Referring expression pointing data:
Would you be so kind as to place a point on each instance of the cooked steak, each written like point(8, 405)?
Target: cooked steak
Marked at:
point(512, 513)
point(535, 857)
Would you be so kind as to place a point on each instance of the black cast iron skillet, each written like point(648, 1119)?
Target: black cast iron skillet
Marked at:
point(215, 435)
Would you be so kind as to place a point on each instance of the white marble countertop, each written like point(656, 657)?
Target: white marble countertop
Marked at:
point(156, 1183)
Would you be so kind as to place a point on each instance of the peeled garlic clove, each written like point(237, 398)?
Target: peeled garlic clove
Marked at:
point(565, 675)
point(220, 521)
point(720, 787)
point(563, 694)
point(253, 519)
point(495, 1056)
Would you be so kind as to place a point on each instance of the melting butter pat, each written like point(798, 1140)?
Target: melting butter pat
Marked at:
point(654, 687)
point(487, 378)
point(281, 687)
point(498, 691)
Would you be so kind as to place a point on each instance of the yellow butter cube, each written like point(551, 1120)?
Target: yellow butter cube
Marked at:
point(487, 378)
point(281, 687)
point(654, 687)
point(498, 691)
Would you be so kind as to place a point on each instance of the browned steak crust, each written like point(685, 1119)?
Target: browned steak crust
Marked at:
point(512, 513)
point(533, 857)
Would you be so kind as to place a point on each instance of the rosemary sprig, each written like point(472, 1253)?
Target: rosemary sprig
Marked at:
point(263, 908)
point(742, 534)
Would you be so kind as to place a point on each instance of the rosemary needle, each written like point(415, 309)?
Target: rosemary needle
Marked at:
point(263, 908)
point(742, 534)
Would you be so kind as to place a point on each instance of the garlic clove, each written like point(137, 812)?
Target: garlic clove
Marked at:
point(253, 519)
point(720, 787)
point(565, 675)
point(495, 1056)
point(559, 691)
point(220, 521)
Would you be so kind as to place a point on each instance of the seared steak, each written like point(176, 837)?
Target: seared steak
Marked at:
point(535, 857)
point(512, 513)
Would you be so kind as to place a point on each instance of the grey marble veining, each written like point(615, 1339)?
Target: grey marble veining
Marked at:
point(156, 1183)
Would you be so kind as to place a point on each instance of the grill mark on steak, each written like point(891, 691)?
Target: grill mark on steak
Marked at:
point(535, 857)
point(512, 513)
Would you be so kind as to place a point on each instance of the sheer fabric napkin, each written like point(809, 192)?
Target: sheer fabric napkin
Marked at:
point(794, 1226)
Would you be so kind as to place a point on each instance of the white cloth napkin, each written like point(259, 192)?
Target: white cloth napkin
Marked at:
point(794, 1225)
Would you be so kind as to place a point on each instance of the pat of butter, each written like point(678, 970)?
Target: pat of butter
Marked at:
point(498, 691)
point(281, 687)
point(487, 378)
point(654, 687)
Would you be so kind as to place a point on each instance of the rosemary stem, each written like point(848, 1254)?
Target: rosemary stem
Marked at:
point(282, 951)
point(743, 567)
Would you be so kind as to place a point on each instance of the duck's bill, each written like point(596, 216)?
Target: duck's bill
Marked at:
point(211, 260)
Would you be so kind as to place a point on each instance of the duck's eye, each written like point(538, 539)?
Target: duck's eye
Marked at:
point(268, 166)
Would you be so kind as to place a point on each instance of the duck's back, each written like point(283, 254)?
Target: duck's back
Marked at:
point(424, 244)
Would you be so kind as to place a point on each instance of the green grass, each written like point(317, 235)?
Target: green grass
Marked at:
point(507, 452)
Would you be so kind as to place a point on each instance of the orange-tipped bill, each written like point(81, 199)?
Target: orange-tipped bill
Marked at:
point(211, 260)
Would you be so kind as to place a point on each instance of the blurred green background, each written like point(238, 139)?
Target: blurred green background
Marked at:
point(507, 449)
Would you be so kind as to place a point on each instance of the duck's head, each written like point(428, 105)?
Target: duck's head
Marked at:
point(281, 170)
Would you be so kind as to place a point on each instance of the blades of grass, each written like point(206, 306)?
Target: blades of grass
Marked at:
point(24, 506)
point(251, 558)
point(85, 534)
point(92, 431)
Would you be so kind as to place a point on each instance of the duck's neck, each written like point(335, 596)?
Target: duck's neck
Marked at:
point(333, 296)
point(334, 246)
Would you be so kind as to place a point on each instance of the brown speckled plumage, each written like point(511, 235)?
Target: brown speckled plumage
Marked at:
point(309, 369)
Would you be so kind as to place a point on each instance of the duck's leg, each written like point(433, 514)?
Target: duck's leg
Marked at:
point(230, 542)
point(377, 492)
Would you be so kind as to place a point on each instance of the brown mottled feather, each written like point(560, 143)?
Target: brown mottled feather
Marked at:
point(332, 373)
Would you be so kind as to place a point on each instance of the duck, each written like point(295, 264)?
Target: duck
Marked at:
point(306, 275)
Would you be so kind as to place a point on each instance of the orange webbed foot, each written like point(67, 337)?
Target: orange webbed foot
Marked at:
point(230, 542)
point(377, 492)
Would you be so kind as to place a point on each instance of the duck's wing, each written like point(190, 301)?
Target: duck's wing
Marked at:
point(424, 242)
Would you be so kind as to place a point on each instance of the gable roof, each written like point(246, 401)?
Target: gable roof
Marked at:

## Activity
Word for word, write out every entry shown above.

## Result of the exercise
Would you be so kind as to place a point on each instance of the cooked steak, each written like point(8, 405)?
Target: cooked steak
Marked at:
point(512, 513)
point(535, 857)
Would you be so kind as to place a point on each instance of the black cast iron skillet, each written like point(648, 1119)?
Target: black cast iron skillet
Marked at:
point(215, 435)
Would you be so kind as to place a point on each instance of the white marble countertop, each written like point(656, 657)?
Target: white marble countertop
Marked at:
point(156, 1183)
Would you be so kind as to place a point on each instance of the peeled garlic clove, each written like point(237, 398)?
Target: peeled garlic clove
Marked at:
point(565, 675)
point(220, 521)
point(720, 787)
point(563, 694)
point(253, 519)
point(495, 1056)
Would you be so kind as to place a point on each instance of the melting butter pat, each written like point(798, 1140)?
Target: melting butter pat
Marked at:
point(654, 687)
point(487, 378)
point(281, 687)
point(498, 691)
Would you be so kind as to place a point on each instance of the yellow butter cube, each written like point(551, 1120)?
Target: yellow butter cube
Marked at:
point(487, 378)
point(281, 687)
point(654, 687)
point(498, 691)
Would you be so kind as to place a point on each instance of the browned steak crust, each written like point(685, 1119)?
Target: browned steak crust
Marked at:
point(512, 513)
point(533, 857)
Would you be so kind as to place a point on each instance of the rosemary sprig, each written like point(472, 1253)?
Target: rosemary sprig
Marked at:
point(263, 908)
point(742, 534)
Would you be so kind as to place a point on each instance of the rosemary needle, each written like point(415, 309)?
Target: rosemary needle
Marked at:
point(263, 908)
point(742, 534)
Would you be so kind as to place a point on each instance of the garlic clove, each written like point(137, 812)?
Target: garlic clove
Marked at:
point(253, 519)
point(720, 787)
point(565, 675)
point(495, 1056)
point(559, 691)
point(220, 521)
Would you be so kind as to place a point on each instance of the seared steak, each written like point(176, 837)?
Target: seared steak
Marked at:
point(535, 857)
point(512, 513)
Would you be so kind as to place a point on each instance of the grey marble veining, each written like point(615, 1339)?
Target: grey marble veining
Marked at:
point(156, 1183)
Would you be so kind as to place a point on each instance of the grill mark on steak, each written like point(891, 691)?
Target: grill mark on steak
Marked at:
point(535, 857)
point(512, 513)
Would you be so kind as to place a point on each instance of the sheer fabric napkin, each written like point(809, 192)?
Target: sheer fabric napkin
Marked at:
point(794, 1226)
Would you be so kind as to place a point on each instance of the white cloth napkin, each written like point(259, 192)?
Target: white cloth napkin
Marked at:
point(794, 1225)
Would you be so kind as to place a point on each instance of the pat of butter, each written like point(678, 970)?
Target: pat of butter
Marked at:
point(498, 691)
point(281, 687)
point(487, 378)
point(654, 687)
Would you be so kind as to place a point on each instance of the rosemary stem, each written like point(848, 1254)?
Target: rosemary stem
Marked at:
point(282, 951)
point(743, 567)
Would you be so kind as to place a point on each instance of the duck's bill, each written like point(596, 216)?
Target: duck's bill
Marked at:
point(211, 260)
Would you be so kind as to place a point on each instance of the duck's eye, each written like point(538, 539)?
Target: duck's eye
Marked at:
point(268, 166)
Would you be so kind as to place a point on each instance of the duck's back, each written like point(283, 254)?
Target: duck's back
Marked at:
point(424, 244)
Would you be so kind as to place a point on each instance of the green grass, each written like point(317, 235)?
Target: green grass
Marked at:
point(507, 452)
Would you be so kind as to place a point on each instance of the orange-tipped bill, each written like point(81, 199)?
Target: orange-tipped bill
Marked at:
point(211, 260)
Would you be so kind as to place a point on each instance of the blurred green background, each written like point(238, 139)?
Target: blurred green background
Marked at:
point(507, 449)
Would you be so kind as to place a point on each instance of the duck's head, each written like point(428, 105)?
Target: duck's head
Marked at:
point(281, 170)
Would you be so kind as to place a point on each instance of the blades of grass, each written like point(206, 306)?
Target: blades of grass
Marked at:
point(24, 506)
point(251, 558)
point(85, 534)
point(92, 431)
Would you be so kind as to place a point on each instance of the duck's neck, each written like point(335, 596)?
Target: duck's neck
Marked at:
point(333, 296)
point(334, 246)
Would you be so kind as to place a point on each instance of the brown speckled plumage, each written like point(511, 235)?
Target: brown speckled plumage
Marked at:
point(309, 369)
Would you be so kind as to place a point on each instance of the duck's leg, each written like point(433, 514)?
Target: duck's leg
Marked at:
point(230, 542)
point(377, 492)
Would you be so kind as to place a point on each instance of the brown mottled feather, each written like point(560, 143)?
Target: brown mottled feather
Marked at:
point(332, 373)
Would you be so kind as to place a point on each instance of the duck, each written like point(295, 264)?
Target: duck
Marked at:
point(306, 275)
Would you be so kind as to place a point on each instance of the orange webbed foot, each written like point(67, 337)?
Target: orange webbed foot
Marked at:
point(230, 542)
point(377, 492)
Would you be so kind as to place a point on each instance of the duck's wing, each written like point(190, 301)?
Target: duck's wing
Marked at:
point(424, 242)
Would you be so kind as to place a point on each instance of the gable roof, each written like point(246, 401)?
Target: gable roof
Marked at:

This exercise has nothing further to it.